## Prompt:
Could you print every record below exactly as it appears?
═══ Data listing
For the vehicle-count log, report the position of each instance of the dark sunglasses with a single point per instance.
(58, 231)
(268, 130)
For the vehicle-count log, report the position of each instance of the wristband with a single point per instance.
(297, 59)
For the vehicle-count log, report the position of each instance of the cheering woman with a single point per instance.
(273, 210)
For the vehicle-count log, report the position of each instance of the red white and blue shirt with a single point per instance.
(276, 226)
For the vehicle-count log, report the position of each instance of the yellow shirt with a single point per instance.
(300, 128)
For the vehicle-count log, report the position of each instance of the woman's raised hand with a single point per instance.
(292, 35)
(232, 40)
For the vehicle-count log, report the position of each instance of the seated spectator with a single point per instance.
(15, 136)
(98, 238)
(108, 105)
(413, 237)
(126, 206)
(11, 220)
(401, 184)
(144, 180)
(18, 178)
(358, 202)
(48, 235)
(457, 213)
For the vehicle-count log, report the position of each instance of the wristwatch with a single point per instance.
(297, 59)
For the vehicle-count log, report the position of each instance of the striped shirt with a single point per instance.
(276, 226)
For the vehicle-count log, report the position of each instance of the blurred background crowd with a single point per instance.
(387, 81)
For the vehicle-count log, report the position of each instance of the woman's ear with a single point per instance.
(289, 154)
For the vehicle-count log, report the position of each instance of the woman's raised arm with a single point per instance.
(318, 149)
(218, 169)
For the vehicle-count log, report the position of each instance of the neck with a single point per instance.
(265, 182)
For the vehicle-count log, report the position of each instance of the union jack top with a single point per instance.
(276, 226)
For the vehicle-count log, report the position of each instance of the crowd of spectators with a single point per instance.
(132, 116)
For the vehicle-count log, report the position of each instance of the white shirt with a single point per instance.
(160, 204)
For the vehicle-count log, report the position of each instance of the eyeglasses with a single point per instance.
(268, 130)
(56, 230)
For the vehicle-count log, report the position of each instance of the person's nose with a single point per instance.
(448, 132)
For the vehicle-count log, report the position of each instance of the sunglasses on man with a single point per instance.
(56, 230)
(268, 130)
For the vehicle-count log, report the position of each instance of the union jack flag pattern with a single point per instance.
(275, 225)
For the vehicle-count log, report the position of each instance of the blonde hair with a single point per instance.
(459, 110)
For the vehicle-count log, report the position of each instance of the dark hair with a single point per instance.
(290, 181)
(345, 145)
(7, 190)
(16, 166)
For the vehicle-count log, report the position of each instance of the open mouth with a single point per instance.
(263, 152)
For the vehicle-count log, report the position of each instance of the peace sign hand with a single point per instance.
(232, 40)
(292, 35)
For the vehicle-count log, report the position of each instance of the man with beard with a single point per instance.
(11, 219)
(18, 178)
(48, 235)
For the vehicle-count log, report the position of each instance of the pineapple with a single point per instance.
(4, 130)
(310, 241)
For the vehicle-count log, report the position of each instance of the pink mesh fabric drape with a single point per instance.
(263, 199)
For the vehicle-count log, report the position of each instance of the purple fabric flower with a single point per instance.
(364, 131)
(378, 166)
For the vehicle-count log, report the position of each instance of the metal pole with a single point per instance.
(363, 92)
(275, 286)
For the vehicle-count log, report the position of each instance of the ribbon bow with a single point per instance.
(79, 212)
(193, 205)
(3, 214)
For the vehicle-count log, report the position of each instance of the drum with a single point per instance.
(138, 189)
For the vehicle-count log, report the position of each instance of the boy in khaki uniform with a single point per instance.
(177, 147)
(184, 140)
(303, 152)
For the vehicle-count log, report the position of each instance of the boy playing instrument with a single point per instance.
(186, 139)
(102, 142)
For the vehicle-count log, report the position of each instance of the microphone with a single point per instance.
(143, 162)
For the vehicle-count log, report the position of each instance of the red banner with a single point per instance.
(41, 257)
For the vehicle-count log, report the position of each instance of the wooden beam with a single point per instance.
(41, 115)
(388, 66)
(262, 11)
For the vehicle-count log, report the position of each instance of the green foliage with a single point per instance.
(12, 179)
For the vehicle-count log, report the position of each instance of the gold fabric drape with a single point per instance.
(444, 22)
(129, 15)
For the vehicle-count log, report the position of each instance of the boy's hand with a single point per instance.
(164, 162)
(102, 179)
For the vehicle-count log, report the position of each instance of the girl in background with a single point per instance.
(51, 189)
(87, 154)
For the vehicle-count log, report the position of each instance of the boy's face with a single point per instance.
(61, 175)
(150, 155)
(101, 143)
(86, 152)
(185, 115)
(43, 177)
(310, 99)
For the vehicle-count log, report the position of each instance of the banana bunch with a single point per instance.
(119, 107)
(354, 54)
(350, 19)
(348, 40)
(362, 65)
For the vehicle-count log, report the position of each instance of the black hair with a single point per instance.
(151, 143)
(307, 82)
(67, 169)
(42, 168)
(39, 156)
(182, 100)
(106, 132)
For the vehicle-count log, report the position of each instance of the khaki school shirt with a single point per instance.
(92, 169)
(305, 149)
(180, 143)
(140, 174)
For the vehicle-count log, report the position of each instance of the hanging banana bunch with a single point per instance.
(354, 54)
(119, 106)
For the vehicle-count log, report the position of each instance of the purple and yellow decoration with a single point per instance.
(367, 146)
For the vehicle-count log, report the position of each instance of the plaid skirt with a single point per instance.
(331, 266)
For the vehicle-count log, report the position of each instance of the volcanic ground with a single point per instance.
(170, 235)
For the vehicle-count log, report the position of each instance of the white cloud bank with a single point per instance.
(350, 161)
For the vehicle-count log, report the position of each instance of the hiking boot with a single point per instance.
══════
## Task output:
For the vehicle-count log, report the position of each instance of the dark sunglasses with a single point per instance.
(58, 231)
(268, 130)
For the vehicle-count log, report the position of each instance of the wristband with a single point per instance.
(297, 59)
For the vehicle-count log, report the position of each instance of the cheering woman with a single point per instance.
(273, 210)
For the vehicle-count log, report the position of each instance of the red white and blue shirt with a single point per instance.
(276, 226)
For the vehicle-count log, report the position of each instance of the yellow shirt with a single point per instance.
(300, 128)
For the vehicle-count log, report the position of each instance of the woman's raised hand with a single point per instance.
(292, 35)
(232, 40)
For the vehicle-count log, report the position of each instance of the seated spectator with a single point per instance.
(15, 136)
(98, 238)
(108, 105)
(413, 237)
(126, 206)
(11, 220)
(401, 184)
(144, 180)
(18, 178)
(358, 202)
(48, 235)
(457, 213)
For the vehicle-count log, report the position of each instance of the wristwatch with a single point per instance.
(297, 59)
For the vehicle-count log, report the position of each instance of the striped shirt with a single point per instance.
(276, 226)
For the vehicle-count log, report the position of each instance of the blurred background crowd with a single point per instance.
(387, 81)
For the vehicle-count log, report the position of each instance of the woman's ear with a single point per instance.
(289, 154)
For the vehicle-count log, report the position of each instance of the woman's raised arm with a single point per instance.
(318, 149)
(218, 169)
For the vehicle-count log, report the position of each instance of the neck with a single point per instance.
(265, 182)
For the vehicle-count log, report the position of each instance of the union jack top with a single point per instance.
(276, 226)
For the vehicle-count log, report the position of each instance of the crowd of spectators with a single point per instance.
(132, 116)
For the vehicle-count log, report the position of each instance of the white shirt with a single point per instance.
(160, 204)
For the vehicle-count log, report the position of each instance of the eyeglasses with a single point per instance.
(268, 130)
(56, 230)
For the vehicle-count log, report the position of each instance of the person's nose with a single point per instance.
(448, 132)
For the vehicle-count log, report the position of each instance of the sunglasses on man with a single point per instance.
(56, 230)
(268, 130)
For the vehicle-count log, report the position of each instance of the union jack flag pattern with a single point per instance.
(275, 225)
For the vehicle-count log, report the position of each instance of the blonde hair with a single point per instance.
(459, 110)
For the vehicle-count log, report the position of each instance of the dark hair with a single point per instance.
(290, 181)
(345, 145)
(7, 190)
(16, 166)
For the vehicle-count log, report the position of each instance of the open mouth with a single point per instance.
(263, 152)
For the vehicle-count log, report the position of each instance of the peace sign hand with a single point per instance.
(232, 40)
(292, 35)
For the vehicle-count log, report the position of each instance of the man with beard with a single point per instance.
(11, 219)
(18, 178)
(48, 235)
For the vehicle-count log, report the position of each instance of the pineapple with a single point per instance.
(4, 130)
(310, 241)
For the vehicle-count log, report the position of each instance of the pink mesh fabric drape with a single point per instance.
(263, 199)
For the vehicle-count log, report the position of each instance of the purple fabric flower with a single point per instance.
(364, 131)
(378, 166)
For the vehicle-count log, report the position of each instance of the metal pole with a single point per instance.
(363, 92)
(275, 286)
For the vehicle-count log, report the position of each instance of the ribbon bow with a single point per instance.
(79, 212)
(193, 205)
(3, 214)
For the vehicle-count log, report the position of each instance of the drum with a single point per instance.
(138, 189)
For the vehicle-count log, report the position of each instance of the boy in khaki uniform with a single point per instance.
(177, 147)
(184, 140)
(303, 152)
For the vehicle-count log, report the position of each instance of the boy playing instrument with a single point per instance.
(186, 139)
(102, 142)
For the vehicle-count log, report the position of each instance of the microphone with a single point per instance.
(143, 162)
For the vehicle-count log, report the position of each instance of the red banner with a single point per instance.
(41, 257)
For the vehicle-count log, report the position of each instance of the wooden beam with a single point per instance.
(41, 115)
(388, 66)
(262, 11)
For the vehicle-count log, report the position of each instance of the green foliage with a single point per instance.
(12, 179)
For the vehicle-count log, report the position of each instance of the gold fabric drape with a single point per instance.
(444, 22)
(129, 15)
For the vehicle-count log, report the position of each instance of the boy's hand with a single point per instance.
(164, 162)
(102, 179)
For the vehicle-count log, report the position of each instance of the girl in background with a single point per instance.
(51, 189)
(87, 154)
For the vehicle-count log, report the position of each instance of the boy's face with a single point per instance.
(61, 175)
(150, 155)
(101, 143)
(86, 152)
(185, 115)
(43, 177)
(310, 99)
For the vehicle-count log, report the position of each instance of the banana bunch with a single point per instance.
(119, 107)
(354, 54)
(350, 19)
(348, 40)
(362, 65)
For the vehicle-count log, report the position of each instance of the black hair with a single point per instance.
(151, 143)
(307, 82)
(67, 169)
(42, 168)
(39, 156)
(182, 100)
(106, 132)
For the vehicle-count log, report the position of each instance of the khaki school shirt with a single point per instance.
(92, 169)
(305, 149)
(180, 143)
(140, 174)
For the vehicle-count log, report the position of each instance of the hanging banana bunch with a single point per instance.
(354, 54)
(119, 106)
For the vehicle-count log, report the position of each instance of the purple and yellow decoration with a single point per instance.
(367, 146)
For the vehicle-count log, report the position of each instance of the plaid skirt with a single point per instance.
(331, 266)
For the vehicle-count log, report the position of each instance of the volcanic ground with a single point per instance.
(170, 235)
For the vehicle-count log, report the position of each instance of the white cloud bank with a single point per instance.
(350, 161)
For the vehicle-count log, report the position of each instance of the hiking boot with a single point per instance.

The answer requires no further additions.